:: WORK TASK ::
In the listing below, the lines starting with the line with "point(56, 297)" and going on through the line with "point(32, 334)" are to be reproduced exactly, and only those.
....................
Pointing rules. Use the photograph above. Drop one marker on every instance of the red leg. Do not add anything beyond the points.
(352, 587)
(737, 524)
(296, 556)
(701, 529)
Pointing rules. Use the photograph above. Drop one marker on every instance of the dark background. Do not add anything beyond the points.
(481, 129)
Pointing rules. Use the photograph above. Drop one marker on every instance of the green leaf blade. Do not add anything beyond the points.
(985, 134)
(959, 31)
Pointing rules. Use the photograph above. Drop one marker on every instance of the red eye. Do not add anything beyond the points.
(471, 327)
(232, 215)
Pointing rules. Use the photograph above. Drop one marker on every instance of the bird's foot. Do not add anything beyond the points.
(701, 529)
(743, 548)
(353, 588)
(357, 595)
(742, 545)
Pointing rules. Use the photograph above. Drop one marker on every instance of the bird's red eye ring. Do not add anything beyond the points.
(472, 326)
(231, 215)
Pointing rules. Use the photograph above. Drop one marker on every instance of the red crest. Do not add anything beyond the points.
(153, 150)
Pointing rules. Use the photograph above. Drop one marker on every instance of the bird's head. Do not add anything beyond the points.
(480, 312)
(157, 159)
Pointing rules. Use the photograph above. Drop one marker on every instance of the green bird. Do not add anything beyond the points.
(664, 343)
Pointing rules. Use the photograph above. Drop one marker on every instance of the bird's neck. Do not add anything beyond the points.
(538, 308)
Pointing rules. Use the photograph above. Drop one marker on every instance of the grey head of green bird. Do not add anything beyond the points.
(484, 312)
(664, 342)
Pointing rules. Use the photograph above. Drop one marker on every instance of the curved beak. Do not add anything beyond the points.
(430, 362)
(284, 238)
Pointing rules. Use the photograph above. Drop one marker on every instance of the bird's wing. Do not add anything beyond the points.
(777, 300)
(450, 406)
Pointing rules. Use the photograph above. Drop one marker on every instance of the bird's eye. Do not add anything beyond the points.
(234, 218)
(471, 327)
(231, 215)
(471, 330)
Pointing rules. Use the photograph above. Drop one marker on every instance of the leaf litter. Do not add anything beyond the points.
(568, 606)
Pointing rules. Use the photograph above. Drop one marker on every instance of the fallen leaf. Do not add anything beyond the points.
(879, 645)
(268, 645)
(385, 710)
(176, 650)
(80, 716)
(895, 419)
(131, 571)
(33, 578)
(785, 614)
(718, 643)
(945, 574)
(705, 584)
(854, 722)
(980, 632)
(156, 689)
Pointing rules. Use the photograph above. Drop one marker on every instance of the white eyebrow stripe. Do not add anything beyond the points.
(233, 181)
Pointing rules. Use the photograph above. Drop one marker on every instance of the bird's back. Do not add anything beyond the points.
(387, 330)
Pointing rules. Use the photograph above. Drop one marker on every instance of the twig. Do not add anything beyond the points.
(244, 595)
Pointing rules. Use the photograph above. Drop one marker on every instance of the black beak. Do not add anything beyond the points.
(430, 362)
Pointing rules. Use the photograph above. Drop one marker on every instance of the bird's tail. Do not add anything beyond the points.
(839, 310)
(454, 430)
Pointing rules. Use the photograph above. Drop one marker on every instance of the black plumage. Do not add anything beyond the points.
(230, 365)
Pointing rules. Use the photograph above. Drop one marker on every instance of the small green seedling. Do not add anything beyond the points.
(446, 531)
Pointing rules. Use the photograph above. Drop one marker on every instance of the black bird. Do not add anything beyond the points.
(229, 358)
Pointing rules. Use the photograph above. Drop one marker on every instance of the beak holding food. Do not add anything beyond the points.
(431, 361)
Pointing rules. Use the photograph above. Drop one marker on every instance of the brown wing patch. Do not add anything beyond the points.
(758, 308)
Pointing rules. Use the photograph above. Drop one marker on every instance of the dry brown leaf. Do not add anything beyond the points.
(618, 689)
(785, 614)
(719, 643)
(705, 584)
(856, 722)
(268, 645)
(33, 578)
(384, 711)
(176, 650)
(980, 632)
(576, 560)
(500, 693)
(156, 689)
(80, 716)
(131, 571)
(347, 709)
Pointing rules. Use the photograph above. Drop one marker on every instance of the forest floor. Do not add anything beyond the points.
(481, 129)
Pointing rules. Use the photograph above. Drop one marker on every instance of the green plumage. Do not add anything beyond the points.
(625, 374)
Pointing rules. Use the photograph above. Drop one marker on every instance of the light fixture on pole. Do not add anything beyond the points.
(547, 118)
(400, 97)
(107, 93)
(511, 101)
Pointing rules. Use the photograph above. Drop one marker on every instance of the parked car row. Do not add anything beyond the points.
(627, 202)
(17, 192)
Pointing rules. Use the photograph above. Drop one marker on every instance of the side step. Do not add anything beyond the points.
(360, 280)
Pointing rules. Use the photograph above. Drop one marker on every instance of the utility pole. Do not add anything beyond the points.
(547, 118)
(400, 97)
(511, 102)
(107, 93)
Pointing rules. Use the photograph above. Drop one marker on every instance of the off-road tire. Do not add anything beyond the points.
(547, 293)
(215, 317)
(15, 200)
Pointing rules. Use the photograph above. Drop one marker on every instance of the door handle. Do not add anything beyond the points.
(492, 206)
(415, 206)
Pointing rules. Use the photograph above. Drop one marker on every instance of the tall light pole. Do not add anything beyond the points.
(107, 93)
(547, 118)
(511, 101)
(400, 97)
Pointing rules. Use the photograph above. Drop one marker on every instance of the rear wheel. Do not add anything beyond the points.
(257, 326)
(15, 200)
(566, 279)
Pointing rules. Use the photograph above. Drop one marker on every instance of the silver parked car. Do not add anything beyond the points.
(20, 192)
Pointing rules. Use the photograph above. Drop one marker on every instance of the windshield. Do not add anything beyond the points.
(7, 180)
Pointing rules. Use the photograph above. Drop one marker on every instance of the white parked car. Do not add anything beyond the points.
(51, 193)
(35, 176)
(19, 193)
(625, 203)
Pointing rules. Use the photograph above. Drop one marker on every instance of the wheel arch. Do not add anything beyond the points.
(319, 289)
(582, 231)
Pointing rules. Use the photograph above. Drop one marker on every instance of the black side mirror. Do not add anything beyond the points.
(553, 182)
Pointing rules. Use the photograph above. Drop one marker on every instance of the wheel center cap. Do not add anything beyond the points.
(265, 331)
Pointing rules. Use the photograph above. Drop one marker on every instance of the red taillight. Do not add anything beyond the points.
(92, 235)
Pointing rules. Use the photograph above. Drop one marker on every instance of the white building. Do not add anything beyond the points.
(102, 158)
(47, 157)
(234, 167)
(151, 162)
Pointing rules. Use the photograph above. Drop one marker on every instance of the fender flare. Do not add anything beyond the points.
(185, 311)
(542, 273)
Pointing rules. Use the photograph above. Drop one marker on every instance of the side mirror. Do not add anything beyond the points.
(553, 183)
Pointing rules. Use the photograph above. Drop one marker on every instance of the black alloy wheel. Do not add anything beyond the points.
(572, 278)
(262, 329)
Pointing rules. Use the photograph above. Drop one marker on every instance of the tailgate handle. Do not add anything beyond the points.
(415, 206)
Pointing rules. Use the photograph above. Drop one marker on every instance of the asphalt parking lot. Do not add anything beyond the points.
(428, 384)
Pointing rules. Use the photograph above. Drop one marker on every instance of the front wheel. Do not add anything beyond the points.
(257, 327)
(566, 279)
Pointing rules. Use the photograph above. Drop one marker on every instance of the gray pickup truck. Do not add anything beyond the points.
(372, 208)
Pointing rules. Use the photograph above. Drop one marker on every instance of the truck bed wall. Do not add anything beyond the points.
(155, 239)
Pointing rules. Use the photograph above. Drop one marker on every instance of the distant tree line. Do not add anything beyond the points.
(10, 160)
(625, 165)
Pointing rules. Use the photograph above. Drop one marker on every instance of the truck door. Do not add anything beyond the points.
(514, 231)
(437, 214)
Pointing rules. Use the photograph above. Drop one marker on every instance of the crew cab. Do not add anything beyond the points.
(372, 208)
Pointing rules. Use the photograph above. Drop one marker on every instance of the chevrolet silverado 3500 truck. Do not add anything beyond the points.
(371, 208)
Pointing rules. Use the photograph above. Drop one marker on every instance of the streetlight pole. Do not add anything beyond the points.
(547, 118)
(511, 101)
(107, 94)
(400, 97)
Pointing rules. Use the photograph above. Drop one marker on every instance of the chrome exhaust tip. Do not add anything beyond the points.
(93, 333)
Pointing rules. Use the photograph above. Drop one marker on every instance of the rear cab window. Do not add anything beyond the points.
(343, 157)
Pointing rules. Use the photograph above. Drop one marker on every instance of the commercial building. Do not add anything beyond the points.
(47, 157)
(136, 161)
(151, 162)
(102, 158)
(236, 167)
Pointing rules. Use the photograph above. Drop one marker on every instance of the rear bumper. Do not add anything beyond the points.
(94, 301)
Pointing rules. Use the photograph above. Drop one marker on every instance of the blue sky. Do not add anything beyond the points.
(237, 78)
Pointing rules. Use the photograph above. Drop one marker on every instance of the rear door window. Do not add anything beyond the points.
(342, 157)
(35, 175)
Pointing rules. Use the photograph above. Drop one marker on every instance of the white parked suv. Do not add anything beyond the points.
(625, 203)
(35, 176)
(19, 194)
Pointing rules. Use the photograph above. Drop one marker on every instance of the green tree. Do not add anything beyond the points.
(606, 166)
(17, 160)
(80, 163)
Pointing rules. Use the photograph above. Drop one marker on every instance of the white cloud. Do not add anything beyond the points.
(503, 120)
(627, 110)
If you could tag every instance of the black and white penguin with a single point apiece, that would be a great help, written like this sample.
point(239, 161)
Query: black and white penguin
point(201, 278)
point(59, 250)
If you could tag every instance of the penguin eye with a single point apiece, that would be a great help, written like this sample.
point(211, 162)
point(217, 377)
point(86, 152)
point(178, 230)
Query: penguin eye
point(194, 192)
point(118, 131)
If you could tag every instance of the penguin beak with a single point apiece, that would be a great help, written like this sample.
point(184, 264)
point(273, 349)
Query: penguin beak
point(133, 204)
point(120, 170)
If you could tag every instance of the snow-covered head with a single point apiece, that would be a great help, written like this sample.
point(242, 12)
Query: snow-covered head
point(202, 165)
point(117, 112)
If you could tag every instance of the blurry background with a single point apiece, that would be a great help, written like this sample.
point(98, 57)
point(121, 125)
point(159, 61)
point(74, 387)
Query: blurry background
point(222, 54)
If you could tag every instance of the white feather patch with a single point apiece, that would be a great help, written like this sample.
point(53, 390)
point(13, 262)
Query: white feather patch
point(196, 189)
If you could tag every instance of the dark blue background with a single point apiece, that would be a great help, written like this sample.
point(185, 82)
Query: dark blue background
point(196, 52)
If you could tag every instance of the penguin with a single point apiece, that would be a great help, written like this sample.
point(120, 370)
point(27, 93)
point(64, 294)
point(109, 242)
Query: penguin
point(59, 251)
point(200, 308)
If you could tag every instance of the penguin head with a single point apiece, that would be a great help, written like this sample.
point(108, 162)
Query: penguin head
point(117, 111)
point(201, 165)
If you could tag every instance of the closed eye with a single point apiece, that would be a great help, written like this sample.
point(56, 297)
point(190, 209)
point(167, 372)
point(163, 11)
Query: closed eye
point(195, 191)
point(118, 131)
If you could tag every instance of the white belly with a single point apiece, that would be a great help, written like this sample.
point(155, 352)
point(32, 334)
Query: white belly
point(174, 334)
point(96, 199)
....................
:: RESPONSE ::
point(56, 297)
point(190, 209)
point(167, 372)
point(163, 11)
Query: closed eye
point(195, 191)
point(118, 131)
If you could tag every instance of the white belly with a single point apiece, that would be a great help, written like this sample.
point(155, 352)
point(32, 334)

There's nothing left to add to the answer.